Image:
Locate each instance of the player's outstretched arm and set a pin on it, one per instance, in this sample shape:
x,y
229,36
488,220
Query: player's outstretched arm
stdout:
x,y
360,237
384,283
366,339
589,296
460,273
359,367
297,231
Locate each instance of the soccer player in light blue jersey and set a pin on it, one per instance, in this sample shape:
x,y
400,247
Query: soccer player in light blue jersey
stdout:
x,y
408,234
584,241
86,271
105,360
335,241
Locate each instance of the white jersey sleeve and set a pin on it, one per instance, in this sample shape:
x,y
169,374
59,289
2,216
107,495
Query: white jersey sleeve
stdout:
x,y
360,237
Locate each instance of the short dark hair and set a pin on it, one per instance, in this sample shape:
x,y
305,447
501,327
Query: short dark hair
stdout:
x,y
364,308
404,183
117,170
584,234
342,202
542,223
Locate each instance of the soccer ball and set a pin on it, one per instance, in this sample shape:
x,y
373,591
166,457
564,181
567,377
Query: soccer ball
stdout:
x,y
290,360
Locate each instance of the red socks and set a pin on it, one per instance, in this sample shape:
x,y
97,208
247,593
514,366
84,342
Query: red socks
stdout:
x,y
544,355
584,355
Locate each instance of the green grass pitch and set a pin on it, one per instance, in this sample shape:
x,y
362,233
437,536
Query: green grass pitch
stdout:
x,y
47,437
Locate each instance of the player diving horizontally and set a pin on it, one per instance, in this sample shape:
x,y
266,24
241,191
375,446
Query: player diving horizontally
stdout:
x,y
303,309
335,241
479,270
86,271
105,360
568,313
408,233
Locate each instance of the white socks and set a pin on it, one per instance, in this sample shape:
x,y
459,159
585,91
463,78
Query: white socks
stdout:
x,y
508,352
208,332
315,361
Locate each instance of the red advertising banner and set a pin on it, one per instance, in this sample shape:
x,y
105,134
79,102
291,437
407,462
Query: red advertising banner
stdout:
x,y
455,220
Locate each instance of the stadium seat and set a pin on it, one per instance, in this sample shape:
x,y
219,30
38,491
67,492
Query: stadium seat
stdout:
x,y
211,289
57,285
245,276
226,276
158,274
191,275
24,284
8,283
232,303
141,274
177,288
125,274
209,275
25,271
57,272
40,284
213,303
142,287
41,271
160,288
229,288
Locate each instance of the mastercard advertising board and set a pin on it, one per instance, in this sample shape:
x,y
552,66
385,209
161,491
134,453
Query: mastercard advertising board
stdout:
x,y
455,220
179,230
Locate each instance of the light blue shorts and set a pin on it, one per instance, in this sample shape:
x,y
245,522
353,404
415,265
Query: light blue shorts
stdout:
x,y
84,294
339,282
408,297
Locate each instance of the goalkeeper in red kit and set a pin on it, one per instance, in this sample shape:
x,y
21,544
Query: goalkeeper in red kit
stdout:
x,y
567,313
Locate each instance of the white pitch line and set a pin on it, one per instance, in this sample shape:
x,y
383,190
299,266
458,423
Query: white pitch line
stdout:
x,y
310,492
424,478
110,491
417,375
-=-=-=-=-
**TASK REQUIREMENTS:**
Copy all of the records above line for line, leaving every word, number, and symbol unchanged.

**TASK ANSWER:**
Image:
Locate each instance of the player's outstretched arm and set a pin on it, one per instance, in this sample shape:
x,y
229,36
488,220
Query: player's outstretched arm
stdout:
x,y
360,237
384,283
366,339
589,296
460,273
359,367
297,231
Locate each instance of the soccer player in light blue jersey and set a pin on it, one per instance, in this sample shape:
x,y
400,247
Query: soccer player in light blue jersey
stdout:
x,y
408,234
584,241
86,271
105,360
335,241
Locate each instance of the white jersey sleeve and set a pin on it, one per instance, in this sample shape:
x,y
169,374
59,289
2,216
107,495
Query: white jersey sleeve
stdout:
x,y
360,237
Locate each instance of the short dark hair and set a pin on it, one per instance, in this sample shape:
x,y
305,447
501,327
Query: short dark hair
stdout:
x,y
364,308
404,183
117,170
584,234
342,202
542,223
Locate each instance of the soccer ball and set a pin on it, one per instance, in this sample shape:
x,y
373,591
166,457
564,181
567,377
Query: soccer ball
stdout:
x,y
290,360
Locate each instance of the red socks and set a pin on it, one per instance, in this sample shape:
x,y
97,208
247,593
514,366
84,342
Query: red socks
stdout:
x,y
544,355
584,355
Locate each instance of the green grass pitch and set a pin on it, one per instance, in this sample shape:
x,y
362,233
437,536
Query: green grass pitch
stdout:
x,y
47,437
Locate each instance of the player diving horizontally and set a pin on it, one per instance, in this sample shape:
x,y
266,24
241,191
375,446
Query: player diving horizontally
stdout:
x,y
303,309
335,241
479,270
86,271
105,360
568,313
408,233
Locate each instance of the white socks and set a pin on it, one per instance, in this sample shape:
x,y
459,159
585,91
463,78
Query: white socks
stdout:
x,y
508,352
208,332
315,361
Locate each instance of the red advertising banner and set a pin on it, one per instance, in this sample shape:
x,y
105,134
79,102
291,437
407,462
Query: red advertising banner
stdout:
x,y
455,220
Locate each instance of the stadium seat and set a pin on it, one per instance, in this sample shape:
x,y
219,30
38,491
67,492
Query: stadium seat
stdout:
x,y
211,289
57,285
245,276
226,276
158,274
191,275
24,284
8,283
232,303
141,274
177,288
125,274
209,275
25,271
57,272
40,284
213,303
142,287
41,271
160,288
229,288
Locate each instance of the mastercard advertising board and set a pin on it, one per instance, in this sample shape:
x,y
552,66
385,209
161,491
134,453
Query: mastercard advertising board
stdout:
x,y
455,220
179,230
Locate each instance of the light blue shorts and set a pin on it, one per instance, in this sample shape:
x,y
245,522
353,404
415,265
Query: light blue shorts
stdout:
x,y
84,294
339,282
408,297
Locate each instance of the goalkeeper in red kit and set a pin on it, one per instance, in this sample shape:
x,y
21,544
Query: goalkeeper in red kit
stdout:
x,y
567,313
Locate each instance of the white pitch line and set a pin on it, one per instance, in this sample shape:
x,y
383,190
299,266
458,423
Query: white pitch line
stdout:
x,y
310,492
424,478
110,491
417,375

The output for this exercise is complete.